» STATED EXERCISE 1: Repeat these lines of the listing verbatim, starting at the line that contains "the rear light" and ending at the line that contains "[124,99,132,107]".

» EXTRACT:
June 11, 2007 20076 12:06 pm | In Finanducation | Comments Off

Who best to learn but from the gurus themselves? Here's a brief list of gurus and their strategies:

1. Benjamin Graham - Value Investing Guru

Strategy: Buy shares at price well below company's intrinsic value!

Indicators:

  • P/E < 15 for average earnings over last 3 fiscal years (or current P/E whichever is higher)
  • No financial/technology stocks
  • Annual Revenue > $340 million
  • Liquidity: Current Assets/Current Liabilites > 2
  • Industrial companies: Long-term debt < Net current assets
  • EPS increases > 30% over 10-year period, must not be negative within last 5 years.
  • (Price-to-book ratio)*(P/E) < 22

Source: NASDAQ, Kiplinger, Forbes

2. Peter Lynch - P/E Growth Guru

Strategy: Divide attractive stocks into different categories.

Indicators:

a. Fast Growers:

  • Little debt, Debt to Equity Ratio < =1
  • Annual EPS Growth Rate = 20 to 30
  • Current P/E < = 1.75*Annual EPS Growth

b. Slow Growers:

  • High dividend payouts
  • Sales > $1 billion
  • Low yield-adjusted PEG ratio
  • Reasonable debt-to-equity ratio

c. Stalwarts:

  • Moderate earnings growth
  • Potential for 30-50% stock price gains over 2 year period if bought at attractive prices
  • Positive earnings
  • Debt-to-Equity ratio < 0.33
  • Sales rates increasing inline with, or ahead of inventories
  • Low yield-adjusted PEG ratio

Source: NASDAQ, MSN Money, AAII Journal

3. Martin Zweig - Conservative Growth Investor

Strategy: To be fully invested in the market when the indications are positive and to sell stocks when indications become negative.

» INPUT MATERIAL:
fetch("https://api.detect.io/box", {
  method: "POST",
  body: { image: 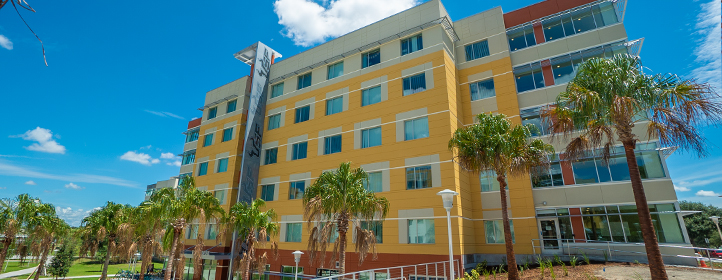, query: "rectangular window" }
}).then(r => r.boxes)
[464,40,489,61]
[363,171,384,193]
[286,223,303,242]
[406,165,431,190]
[203,133,213,147]
[401,34,424,55]
[323,135,341,155]
[217,158,228,173]
[221,127,233,142]
[198,162,208,176]
[261,184,276,201]
[288,181,306,199]
[226,99,238,113]
[361,86,381,107]
[361,126,381,148]
[361,221,384,244]
[408,219,436,244]
[263,148,278,165]
[271,83,283,98]
[208,107,218,120]
[268,114,281,130]
[361,49,381,69]
[484,220,516,244]
[403,73,426,96]
[404,117,429,141]
[469,79,496,101]
[326,61,343,80]
[326,96,343,116]
[291,142,308,160]
[294,105,311,123]
[296,72,311,90]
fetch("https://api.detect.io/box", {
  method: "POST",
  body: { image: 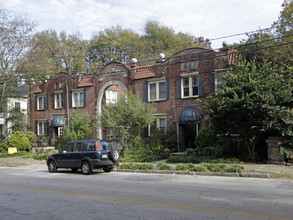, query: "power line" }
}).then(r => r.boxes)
[0,39,293,83]
[1,30,293,75]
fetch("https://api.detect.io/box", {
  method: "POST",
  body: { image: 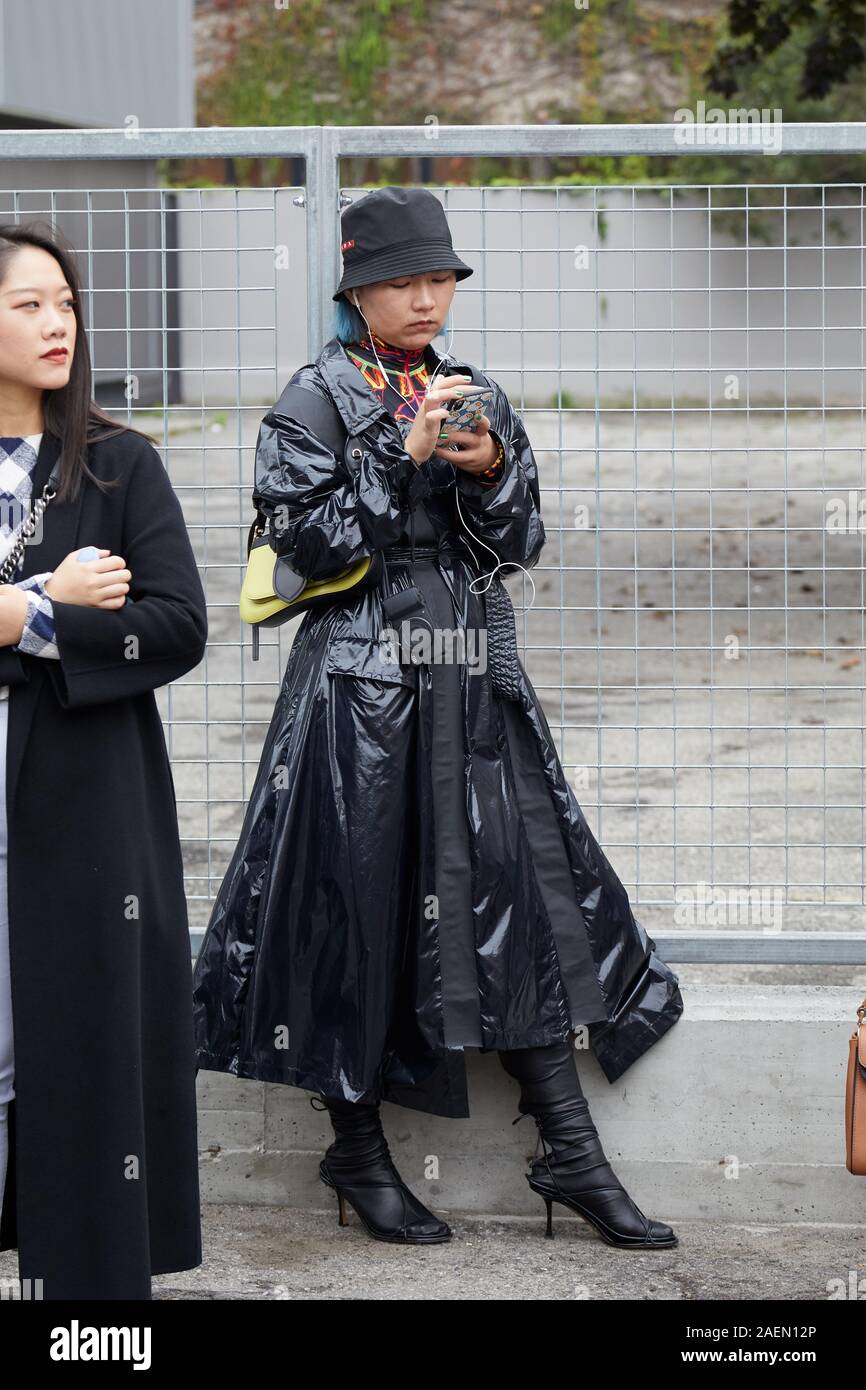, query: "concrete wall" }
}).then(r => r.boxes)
[197,986,866,1227]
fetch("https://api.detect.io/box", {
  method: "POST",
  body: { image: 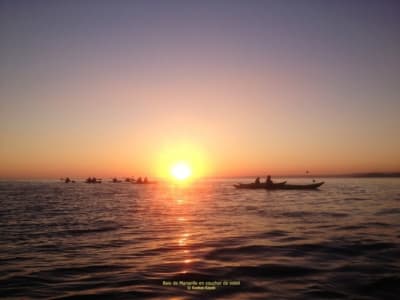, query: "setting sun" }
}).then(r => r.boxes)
[171,162,192,180]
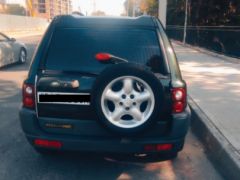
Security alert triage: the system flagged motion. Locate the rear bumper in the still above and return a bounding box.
[19,107,191,153]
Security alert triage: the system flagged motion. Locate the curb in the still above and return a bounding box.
[171,39,240,64]
[188,97,240,180]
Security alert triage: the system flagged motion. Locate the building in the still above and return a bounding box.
[0,0,6,13]
[26,0,72,19]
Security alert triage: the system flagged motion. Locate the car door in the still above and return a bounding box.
[0,34,13,67]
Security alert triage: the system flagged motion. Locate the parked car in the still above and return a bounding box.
[20,15,190,158]
[0,33,27,67]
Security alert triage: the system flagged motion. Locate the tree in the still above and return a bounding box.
[124,0,158,17]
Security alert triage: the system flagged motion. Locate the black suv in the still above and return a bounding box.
[20,15,190,157]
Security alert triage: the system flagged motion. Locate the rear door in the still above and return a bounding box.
[36,27,170,119]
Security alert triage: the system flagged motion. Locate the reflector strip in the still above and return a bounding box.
[38,92,91,105]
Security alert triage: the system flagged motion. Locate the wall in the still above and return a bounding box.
[0,14,49,32]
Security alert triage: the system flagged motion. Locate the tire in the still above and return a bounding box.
[18,48,27,64]
[91,63,165,136]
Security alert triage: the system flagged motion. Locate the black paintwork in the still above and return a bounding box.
[20,15,190,152]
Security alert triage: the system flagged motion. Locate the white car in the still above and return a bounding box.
[0,33,27,67]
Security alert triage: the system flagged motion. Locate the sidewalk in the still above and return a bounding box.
[173,43,240,177]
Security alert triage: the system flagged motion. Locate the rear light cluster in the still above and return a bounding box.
[22,83,35,109]
[172,88,187,113]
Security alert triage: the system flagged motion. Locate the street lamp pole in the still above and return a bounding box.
[158,0,167,28]
[183,0,188,44]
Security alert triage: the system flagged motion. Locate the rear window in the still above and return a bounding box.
[45,28,165,73]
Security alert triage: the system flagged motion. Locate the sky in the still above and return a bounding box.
[6,0,125,16]
[72,0,125,16]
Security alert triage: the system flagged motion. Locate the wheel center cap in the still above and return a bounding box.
[124,99,132,107]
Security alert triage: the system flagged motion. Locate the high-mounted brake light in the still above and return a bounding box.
[95,53,112,62]
[172,88,187,113]
[22,83,35,108]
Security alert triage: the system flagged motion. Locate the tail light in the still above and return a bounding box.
[22,83,35,109]
[172,88,187,113]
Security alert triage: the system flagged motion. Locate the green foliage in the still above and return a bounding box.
[167,0,240,26]
[124,0,158,17]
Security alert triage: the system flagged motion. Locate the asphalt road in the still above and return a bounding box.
[0,36,222,180]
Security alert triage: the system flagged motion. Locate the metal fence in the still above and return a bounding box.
[167,25,240,58]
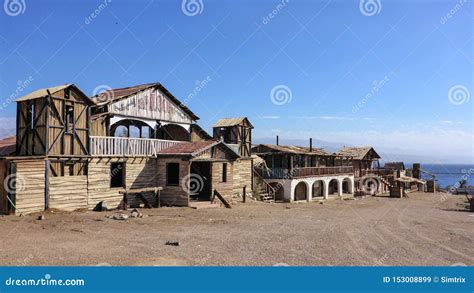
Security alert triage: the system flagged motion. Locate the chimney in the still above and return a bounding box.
[221,127,225,142]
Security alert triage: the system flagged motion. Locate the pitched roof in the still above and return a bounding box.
[336,146,380,160]
[191,124,212,139]
[158,140,239,157]
[213,117,253,128]
[0,136,16,156]
[252,144,332,156]
[16,83,72,102]
[159,140,217,154]
[16,83,94,104]
[91,82,199,120]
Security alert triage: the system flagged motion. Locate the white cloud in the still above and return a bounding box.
[319,116,355,121]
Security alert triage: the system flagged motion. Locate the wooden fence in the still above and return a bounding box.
[90,136,182,156]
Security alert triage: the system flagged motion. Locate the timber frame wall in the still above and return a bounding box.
[16,86,91,157]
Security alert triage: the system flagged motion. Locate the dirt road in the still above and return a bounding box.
[0,193,474,266]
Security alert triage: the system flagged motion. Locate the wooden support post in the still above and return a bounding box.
[122,191,128,211]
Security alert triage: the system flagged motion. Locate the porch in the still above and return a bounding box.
[262,166,353,179]
[90,136,182,157]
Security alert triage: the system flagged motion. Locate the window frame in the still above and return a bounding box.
[166,162,181,186]
[221,163,229,183]
[109,162,127,189]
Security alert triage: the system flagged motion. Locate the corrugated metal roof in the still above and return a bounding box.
[336,146,380,160]
[158,140,239,158]
[0,136,16,156]
[213,117,253,128]
[16,83,71,102]
[252,144,332,156]
[91,82,199,120]
[158,140,217,155]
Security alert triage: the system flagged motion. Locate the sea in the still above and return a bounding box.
[405,164,474,188]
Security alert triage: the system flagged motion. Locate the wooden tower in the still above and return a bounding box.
[213,117,253,157]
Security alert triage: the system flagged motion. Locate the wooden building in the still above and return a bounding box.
[0,83,252,214]
[252,140,354,202]
[213,117,253,157]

» STATED EXERCISE 2: Duplicate the part of the investment gurus piece starting at "Strategy: Buy shares" and ending at "last 5 years.", word for word.

» WRITTEN SOLUTION 1:
Security alert triage: the system flagged motion. Locate the rear light cluster in the still above and return a bounding box.
[22,83,35,109]
[172,88,187,113]
Security alert triage: the system flagged motion. Locate the street lamp pole in the still above and return a bounding box.
[158,0,167,28]
[183,0,188,44]
Security alert triage: the system flagged motion. Locate the rear window in the still above and return a bounding box.
[45,28,165,73]
Security alert triage: the system flagged motion. Locate the sky in the still above and return a bounding box.
[6,0,125,16]
[72,0,125,16]
Security alert triage: the system flagged motion. Locate the wheel center cap in the still above and return a bounding box.
[124,99,132,107]

» WRITTEN SOLUTION 2:
Strategy: Buy shares at price well below company's intrinsic value!

Indicators:

  • P/E < 15 for average earnings over last 3 fiscal years (or current P/E whichever is higher)
  • No financial/technology stocks
  • Annual Revenue > $340 million
  • Liquidity: Current Assets/Current Liabilites > 2
  • Industrial companies: Long-term debt < Net current assets
  • EPS increases > 30% over 10-year period, must not be negative within last 5 years.